• **Problem**: Restate the entire listing word for word.

═════ Exercise inputs ═════

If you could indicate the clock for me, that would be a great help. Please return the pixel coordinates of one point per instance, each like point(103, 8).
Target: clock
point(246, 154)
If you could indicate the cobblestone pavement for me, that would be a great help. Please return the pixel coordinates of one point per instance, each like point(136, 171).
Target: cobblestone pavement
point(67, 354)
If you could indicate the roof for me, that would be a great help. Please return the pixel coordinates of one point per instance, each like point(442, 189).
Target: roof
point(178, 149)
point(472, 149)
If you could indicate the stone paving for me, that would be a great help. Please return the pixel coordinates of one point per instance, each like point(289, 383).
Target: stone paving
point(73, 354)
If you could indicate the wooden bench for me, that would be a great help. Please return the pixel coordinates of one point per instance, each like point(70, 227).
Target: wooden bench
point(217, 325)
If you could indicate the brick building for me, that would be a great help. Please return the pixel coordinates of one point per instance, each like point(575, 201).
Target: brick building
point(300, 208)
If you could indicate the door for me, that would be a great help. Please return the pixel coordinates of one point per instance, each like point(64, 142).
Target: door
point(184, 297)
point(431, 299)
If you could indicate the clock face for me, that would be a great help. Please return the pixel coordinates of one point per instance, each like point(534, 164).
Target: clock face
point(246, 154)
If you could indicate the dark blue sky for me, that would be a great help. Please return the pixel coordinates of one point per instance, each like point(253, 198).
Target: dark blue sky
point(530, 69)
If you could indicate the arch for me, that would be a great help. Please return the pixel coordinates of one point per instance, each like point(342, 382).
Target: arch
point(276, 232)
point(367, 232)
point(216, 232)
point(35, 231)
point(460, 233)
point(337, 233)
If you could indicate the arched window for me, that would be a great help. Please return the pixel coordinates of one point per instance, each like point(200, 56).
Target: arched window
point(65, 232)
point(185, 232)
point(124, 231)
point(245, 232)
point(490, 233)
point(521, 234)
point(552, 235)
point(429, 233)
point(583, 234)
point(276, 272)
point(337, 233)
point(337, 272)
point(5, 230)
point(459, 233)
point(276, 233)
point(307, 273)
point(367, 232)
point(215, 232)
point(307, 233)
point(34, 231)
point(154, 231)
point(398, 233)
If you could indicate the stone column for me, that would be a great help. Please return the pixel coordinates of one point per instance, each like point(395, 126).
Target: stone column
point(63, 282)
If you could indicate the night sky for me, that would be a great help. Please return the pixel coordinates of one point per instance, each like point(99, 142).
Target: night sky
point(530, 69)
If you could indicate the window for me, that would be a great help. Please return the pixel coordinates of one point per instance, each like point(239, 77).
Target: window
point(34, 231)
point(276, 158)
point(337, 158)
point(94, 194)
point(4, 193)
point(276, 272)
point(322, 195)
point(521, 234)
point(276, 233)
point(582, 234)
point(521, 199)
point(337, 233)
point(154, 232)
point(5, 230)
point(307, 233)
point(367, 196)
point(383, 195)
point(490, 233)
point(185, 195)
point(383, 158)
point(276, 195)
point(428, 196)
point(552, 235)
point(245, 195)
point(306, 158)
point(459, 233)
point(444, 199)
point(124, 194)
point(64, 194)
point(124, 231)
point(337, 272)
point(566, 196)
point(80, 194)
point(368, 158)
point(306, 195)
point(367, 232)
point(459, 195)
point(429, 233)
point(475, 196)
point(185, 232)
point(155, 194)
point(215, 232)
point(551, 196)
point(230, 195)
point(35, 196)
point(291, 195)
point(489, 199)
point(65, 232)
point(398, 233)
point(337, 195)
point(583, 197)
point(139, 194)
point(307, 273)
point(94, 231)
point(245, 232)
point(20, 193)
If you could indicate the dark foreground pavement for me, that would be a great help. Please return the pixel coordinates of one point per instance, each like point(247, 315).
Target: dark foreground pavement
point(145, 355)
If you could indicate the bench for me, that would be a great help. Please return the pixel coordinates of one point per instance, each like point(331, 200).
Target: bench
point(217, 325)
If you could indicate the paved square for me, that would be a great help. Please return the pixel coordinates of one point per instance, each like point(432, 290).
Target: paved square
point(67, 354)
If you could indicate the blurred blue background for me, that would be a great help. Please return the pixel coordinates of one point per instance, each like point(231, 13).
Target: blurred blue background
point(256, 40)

═════

• **The reply**:
If you could indicate the clock for me, that would be a great help. Please return the pixel coordinates of one point per instance, each like point(103, 8).
Target: clock
point(246, 154)
If you could indicate the cobblestone pavement for me, that would be a great help. Please return the pixel coordinates of one point per instance, each like point(136, 171).
Target: cobblestone pavement
point(67, 354)
If you could indicate the roof for me, that would be a great help. Please return the pixel coordinates of one point per instance, each like point(442, 189).
Target: roof
point(178, 149)
point(472, 149)
If you could indicate the stone paving for me, that would be a great help. Please return the pixel coordinates of one point per instance, each like point(289, 383).
Target: stone paving
point(73, 354)
If you could indicate the wooden bench for me, that would be a great help. Please return the pixel coordinates of one point per instance, each like point(70, 227).
Target: wooden bench
point(217, 325)
If you could indicate the brick building for me, that would be a great help. Please return the pixel coordinates of one point per instance, each like point(575, 201).
Target: brick building
point(300, 208)
If you could indicate the door for me, that would be a great help. Please return the pixel coordinates of one point per instance, each like point(64, 142).
Target: door
point(184, 297)
point(431, 299)
If you could indicate the clock face for me, that would be a great help. Please return the pixel coordinates of one point per instance, each like point(534, 164).
Target: clock face
point(246, 154)
If you could indicate the dark blue sky for me, that would be a great help. Please return the pixel coordinates of one point per instance, each like point(253, 198).
Target: dark blue sky
point(530, 69)
If you could indicate the arch for me, that would be a great help. Please return the pixel coordinates of one point per instance, each like point(342, 382).
Target: arch
point(276, 232)
point(367, 232)
point(216, 232)
point(35, 231)
point(460, 233)
point(337, 233)
If you could indicate the arched window for me, that would be a great help. Please return the pixel coordinates of one point per instance, each like point(200, 56).
Target: arched window
point(65, 232)
point(185, 232)
point(124, 231)
point(245, 232)
point(490, 233)
point(521, 234)
point(552, 235)
point(429, 233)
point(583, 234)
point(276, 272)
point(337, 233)
point(337, 272)
point(5, 230)
point(459, 233)
point(276, 233)
point(307, 273)
point(367, 232)
point(215, 232)
point(307, 233)
point(34, 231)
point(154, 231)
point(398, 233)
If you could indicate the stone column for me, that would be a great help. Please return the pixel coordinates of one point per instance, each like point(395, 126).
Target: stone column
point(63, 282)
If you could indicate the night sky for me, that would be a great help. Please return the pixel coordinates of one point per instance, each like point(99, 142).
Target: night sky
point(530, 69)
If you could indicate the window for me, that would be a great help. Please return the pixel coordinates of one point per instance, each like point(239, 77).
Target: window
point(34, 231)
point(276, 158)
point(337, 158)
point(94, 194)
point(4, 193)
point(276, 272)
point(322, 195)
point(521, 234)
point(276, 233)
point(582, 234)
point(521, 199)
point(337, 233)
point(154, 232)
point(5, 230)
point(307, 233)
point(367, 196)
point(383, 195)
point(490, 233)
point(185, 195)
point(383, 158)
point(276, 195)
point(428, 196)
point(552, 235)
point(245, 195)
point(306, 158)
point(459, 233)
point(444, 199)
point(124, 194)
point(64, 194)
point(124, 231)
point(337, 272)
point(566, 196)
point(80, 194)
point(368, 158)
point(306, 195)
point(367, 232)
point(459, 195)
point(429, 233)
point(475, 196)
point(185, 232)
point(155, 194)
point(215, 232)
point(551, 196)
point(230, 195)
point(35, 196)
point(291, 195)
point(489, 199)
point(65, 232)
point(398, 233)
point(337, 195)
point(583, 197)
point(139, 194)
point(307, 273)
point(94, 231)
point(245, 232)
point(20, 193)
If you could indicate the dark foreground pavement for me, that would be a great help. Please return the pixel coordinates of one point per instance, each like point(247, 315).
Target: dark foreground pavement
point(145, 355)
If you could indicate the bench for me, that would be a great help. Please return the pixel coordinates of one point per instance, each like point(331, 200).
Target: bench
point(217, 325)
If you could indicate the paved square for me, that would be a great help. Please return the pixel coordinates of one point per instance, each like point(432, 290).
Target: paved square
point(67, 354)
If you could indicate the blurred blue background for me, that would be a great help. Please return the pixel coordinates of one point per instance, each like point(231, 13).
Target: blurred blue background
point(256, 40)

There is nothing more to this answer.